▶ Stated problem
Return all the data below as it stands, minus the pictures.

=-=-=

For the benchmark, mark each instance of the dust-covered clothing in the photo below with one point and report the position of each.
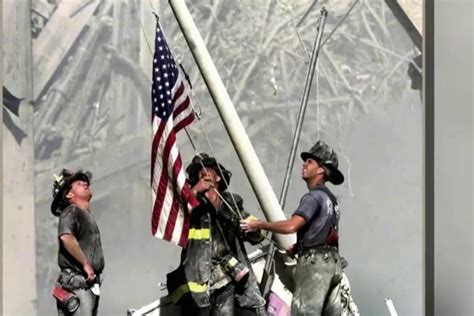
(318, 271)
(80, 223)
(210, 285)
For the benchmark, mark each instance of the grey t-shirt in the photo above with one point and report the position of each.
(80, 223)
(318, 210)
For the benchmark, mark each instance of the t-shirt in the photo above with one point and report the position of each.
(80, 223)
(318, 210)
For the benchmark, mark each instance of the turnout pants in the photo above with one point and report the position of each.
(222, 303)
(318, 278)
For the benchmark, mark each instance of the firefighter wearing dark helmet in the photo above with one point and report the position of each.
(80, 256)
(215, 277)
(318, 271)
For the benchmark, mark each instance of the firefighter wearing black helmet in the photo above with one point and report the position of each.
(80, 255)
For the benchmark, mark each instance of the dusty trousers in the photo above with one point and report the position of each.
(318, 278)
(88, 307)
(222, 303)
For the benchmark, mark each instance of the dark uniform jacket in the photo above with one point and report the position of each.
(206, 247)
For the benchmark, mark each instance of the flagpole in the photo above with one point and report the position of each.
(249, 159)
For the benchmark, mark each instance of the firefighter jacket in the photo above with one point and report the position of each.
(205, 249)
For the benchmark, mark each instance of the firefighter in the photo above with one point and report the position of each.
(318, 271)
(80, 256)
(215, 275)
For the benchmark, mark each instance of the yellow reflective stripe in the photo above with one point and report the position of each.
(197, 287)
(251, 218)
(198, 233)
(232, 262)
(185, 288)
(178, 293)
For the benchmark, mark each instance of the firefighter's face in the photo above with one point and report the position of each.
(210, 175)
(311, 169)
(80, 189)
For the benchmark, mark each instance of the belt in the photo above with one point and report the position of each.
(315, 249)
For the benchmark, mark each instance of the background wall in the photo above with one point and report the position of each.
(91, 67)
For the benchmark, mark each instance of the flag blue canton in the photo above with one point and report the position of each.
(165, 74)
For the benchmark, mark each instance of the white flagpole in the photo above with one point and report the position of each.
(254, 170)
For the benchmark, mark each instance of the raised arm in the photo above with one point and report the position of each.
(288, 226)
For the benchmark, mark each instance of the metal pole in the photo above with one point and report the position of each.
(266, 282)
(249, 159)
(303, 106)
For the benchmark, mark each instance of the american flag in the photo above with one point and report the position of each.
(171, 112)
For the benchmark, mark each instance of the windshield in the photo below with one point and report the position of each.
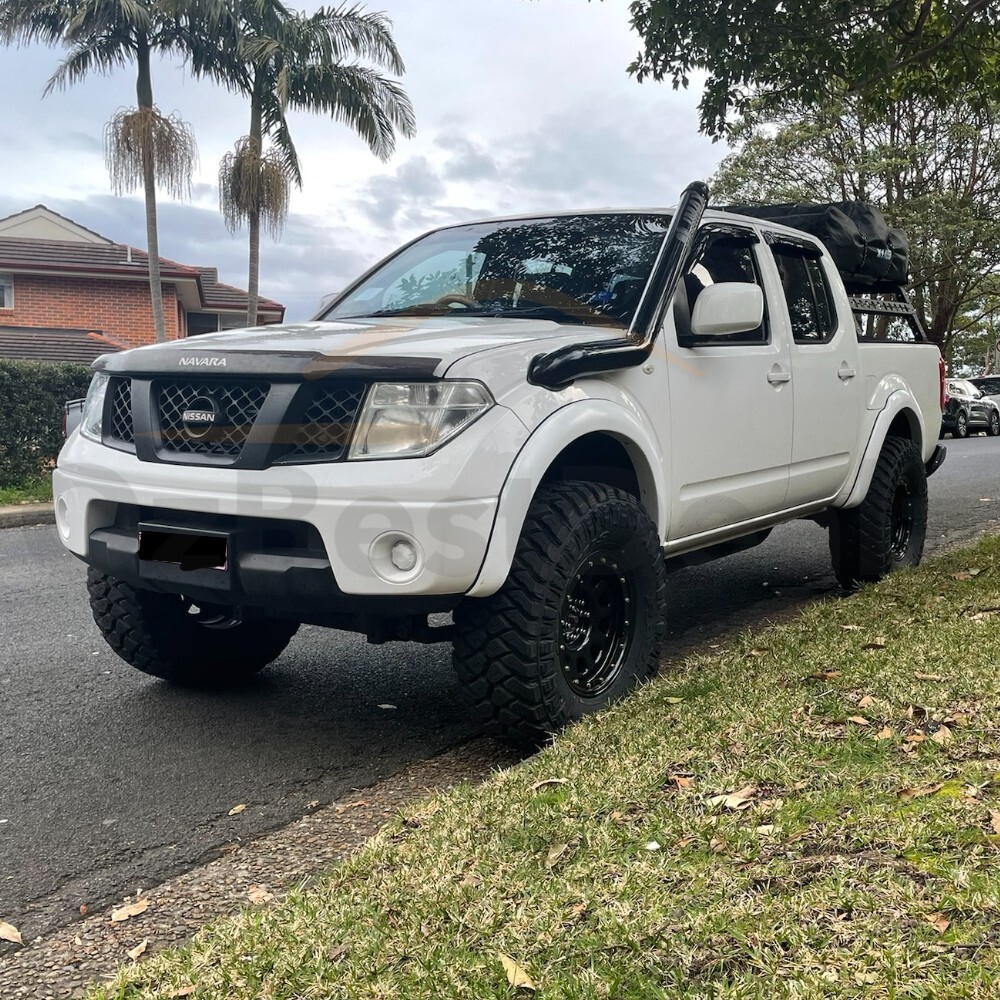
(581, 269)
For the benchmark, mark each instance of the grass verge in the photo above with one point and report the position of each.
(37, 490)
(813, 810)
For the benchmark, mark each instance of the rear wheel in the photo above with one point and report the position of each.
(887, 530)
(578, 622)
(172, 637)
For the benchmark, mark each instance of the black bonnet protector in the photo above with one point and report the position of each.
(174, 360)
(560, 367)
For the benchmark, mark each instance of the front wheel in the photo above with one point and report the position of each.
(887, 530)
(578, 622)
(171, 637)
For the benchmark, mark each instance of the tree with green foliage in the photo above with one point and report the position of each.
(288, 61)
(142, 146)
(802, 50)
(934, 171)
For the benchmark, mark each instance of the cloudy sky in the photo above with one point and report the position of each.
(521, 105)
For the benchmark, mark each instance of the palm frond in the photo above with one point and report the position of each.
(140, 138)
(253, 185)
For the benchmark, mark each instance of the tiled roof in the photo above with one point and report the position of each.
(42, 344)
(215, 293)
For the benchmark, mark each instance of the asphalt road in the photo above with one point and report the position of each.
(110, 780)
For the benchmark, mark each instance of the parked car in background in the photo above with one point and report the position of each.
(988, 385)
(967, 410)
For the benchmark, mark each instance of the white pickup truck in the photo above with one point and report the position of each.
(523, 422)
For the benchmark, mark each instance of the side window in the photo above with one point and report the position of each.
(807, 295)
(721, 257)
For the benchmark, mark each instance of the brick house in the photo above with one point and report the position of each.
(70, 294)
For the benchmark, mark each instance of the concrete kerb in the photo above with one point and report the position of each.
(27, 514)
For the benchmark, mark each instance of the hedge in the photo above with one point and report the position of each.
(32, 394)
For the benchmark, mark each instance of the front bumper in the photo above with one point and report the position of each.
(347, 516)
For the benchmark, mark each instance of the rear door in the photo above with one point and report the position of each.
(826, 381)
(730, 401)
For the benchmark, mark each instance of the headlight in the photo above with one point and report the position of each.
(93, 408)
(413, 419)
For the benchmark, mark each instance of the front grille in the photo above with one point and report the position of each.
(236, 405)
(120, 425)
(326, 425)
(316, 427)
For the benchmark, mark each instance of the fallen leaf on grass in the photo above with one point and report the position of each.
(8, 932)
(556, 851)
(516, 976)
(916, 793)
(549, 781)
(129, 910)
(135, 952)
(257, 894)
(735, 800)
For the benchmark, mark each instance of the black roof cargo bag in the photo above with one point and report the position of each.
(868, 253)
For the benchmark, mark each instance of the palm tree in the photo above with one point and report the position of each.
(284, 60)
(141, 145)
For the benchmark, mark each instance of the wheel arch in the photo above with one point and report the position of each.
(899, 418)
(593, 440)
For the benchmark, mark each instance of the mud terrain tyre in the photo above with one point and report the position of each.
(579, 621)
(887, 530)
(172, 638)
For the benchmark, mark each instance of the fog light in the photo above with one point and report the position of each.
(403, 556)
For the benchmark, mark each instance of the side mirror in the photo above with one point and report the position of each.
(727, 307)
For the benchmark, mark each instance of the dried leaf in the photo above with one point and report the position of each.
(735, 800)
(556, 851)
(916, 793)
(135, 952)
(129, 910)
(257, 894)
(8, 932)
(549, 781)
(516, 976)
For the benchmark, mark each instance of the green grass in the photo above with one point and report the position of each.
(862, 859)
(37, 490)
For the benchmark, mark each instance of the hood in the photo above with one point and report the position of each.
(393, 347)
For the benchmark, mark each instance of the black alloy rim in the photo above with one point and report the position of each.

=-=-=

▶ Exercise solution
For the benchmark, mark each instance of the dust-covered clothing in the photo below with one point and report the position of each.
(318, 271)
(80, 223)
(210, 285)
For the benchmark, mark each instance of the grey t-shirt in the photo above with one point and report the position of each.
(80, 223)
(318, 210)
For the benchmark, mark each instance of the t-shirt in the photo above with one point and report the position of each.
(80, 223)
(318, 210)
For the benchmark, mark each instance of the turnout pants in the photo above with one point and report the position of each.
(222, 303)
(318, 278)
For the benchmark, mark each instance of the firefighter wearing dark helmet in the photo above with one point and report the position of each.
(80, 256)
(215, 277)
(318, 271)
For the benchmark, mark each instance of the firefighter wearing black helmet in the photo above with one point and report the position of each.
(80, 255)
For the benchmark, mark each instance of the dusty trousers in the photo above with one point and report the position of each.
(318, 278)
(88, 307)
(222, 303)
For the benchmark, mark each instance of the dark uniform jacket in the photo above with one point and report the position of each.
(206, 247)
For the benchmark, mark each instance of the flagpole in the photo above with one point and report the position of each.
(249, 159)
For the benchmark, mark each instance of the firefighter jacket in the photo above with one point and report the position of each.
(205, 249)
For the benchmark, mark each instance of the firefighter in the photo above with one point and report the position of each.
(318, 271)
(80, 256)
(215, 275)
For the benchmark, mark each instance of the yellow reflective stripe in the photo above with one point and report the position of each.
(197, 287)
(251, 218)
(198, 233)
(232, 262)
(185, 288)
(178, 293)
For the benchmark, mark each instance of the firefighter's face in the photo above with one point and report the position of each.
(210, 175)
(311, 169)
(80, 189)
For the benchmark, mark each instance of the belt in the photo above with one point and report the position of each.
(315, 249)
For the benchmark, mark each instance of the background wall in the photo above with one point and report the position of each.
(91, 67)
For the benchmark, mark each instance of the flag blue canton in the photo above with one point and report the position of each.
(165, 74)
For the benchmark, mark each instance of the white flagpole in the photo above with one point and report the position of each.
(254, 170)
For the benchmark, mark each instance of the raised arm in the photo above with one point and report the position of each.
(288, 226)
For the benchmark, mark each instance of the metal pole in the photo above with one point and report the position of each.
(266, 282)
(249, 159)
(303, 106)
For the benchmark, mark each instance of the american flag in the photo above with one point and report the position of each.
(171, 112)
For the benchmark, mark each instance of the windshield in the photo below with one point and report the position of each.
(581, 269)
For the benchmark, mark each instance of the grass verge in the photo above with one point and report the position of each.
(37, 490)
(813, 810)
For the benchmark, mark each instance of the rear wheel in the photo above with one point and report the position of each.
(887, 530)
(578, 622)
(172, 637)
For the benchmark, mark each instance of the black bonnet protector in the photo above with one point and report the position of each.
(174, 360)
(560, 367)
For the benchmark, mark each instance of the front wheel in the photo above with one point and report the position of each.
(887, 530)
(578, 622)
(171, 637)
For the benchmark, mark each instance of the tree with green foliage in the photo above with one point and report the position of each.
(288, 61)
(142, 146)
(802, 50)
(934, 171)
For the benchmark, mark each instance of the cloudy sky in the photo above with one point and report the position of each.
(521, 105)
For the benchmark, mark each instance of the palm frond in the photo above with one point and report the position of each.
(140, 138)
(253, 185)
For the benchmark, mark each instance of the tiled roof in the photo above with one point and report the position of each.
(42, 344)
(215, 293)
For the benchmark, mark each instance of the asphalt road in the photo above with one point and report the position of each.
(110, 780)
For the benchmark, mark each instance of the parked car in background in the photo above with one point and report the position of each.
(988, 385)
(967, 410)
For the benchmark, mark each instance of the white pickup truck in the photo above with one point and report the position of each.
(523, 422)
For the benchmark, mark each instance of the side window in the photo above with one point and report the position of each.
(807, 295)
(721, 257)
For the benchmark, mark each instance of the brick house in the photo above with one point and report the position of each.
(70, 294)
For the benchmark, mark each instance of the concrete kerb in the photo above with one point and report the position of each.
(27, 514)
For the benchmark, mark each instance of the hedge in the photo above with one point and report the position of each.
(32, 394)
For the benchmark, mark each instance of the front bumper in the photo above with one point and report the position of each.
(347, 516)
For the benchmark, mark each instance of the rear door in the photo above with one point and report the position of each.
(826, 381)
(730, 401)
For the benchmark, mark each instance of the headlight in the photo above with one point and report the position of each.
(93, 408)
(413, 419)
For the benchmark, mark each instance of the front grille in the photo above with one point and report the position of each.
(236, 405)
(120, 425)
(326, 425)
(316, 427)
For the benchmark, mark each instance of the fallen leaf on grass in the photo above with one point and report the position of each.
(8, 932)
(556, 851)
(516, 976)
(916, 793)
(549, 781)
(129, 910)
(135, 952)
(257, 894)
(735, 800)
For the benchmark, mark each instance of the black roof cargo bag in the photo above with one point and report the position of each.
(868, 253)
For the benchmark, mark each instance of the palm tree in the photo above with one point and report the position of each.
(284, 60)
(141, 145)
For the benchmark, mark each instance of the wheel arch in the photo above with one point and report the position of each.
(899, 418)
(593, 440)
For the benchmark, mark each instance of the mud terrain tyre in the photo above with one point and report the position of each.
(579, 621)
(887, 530)
(172, 638)
For the benchmark, mark each instance of the fog light in the photo above with one point and report the position of each.
(403, 556)
For the benchmark, mark each instance of the side mirror in the photo above with one point and report the position of each.
(727, 307)
For the benchmark, mark each instance of the dried leaf in the photo above with one point and report the position of each.
(735, 800)
(556, 851)
(916, 793)
(135, 952)
(129, 910)
(257, 894)
(8, 932)
(549, 781)
(516, 976)
For the benchmark, mark each instance of the green grass in the photo above with one point and report the position of each.
(862, 859)
(37, 490)
For the benchmark, mark each instance of the hood in the photo above with one point and report the position of each.
(393, 347)
For the benchmark, mark each instance of the black alloy rim in the photo above with one point and report the position of each.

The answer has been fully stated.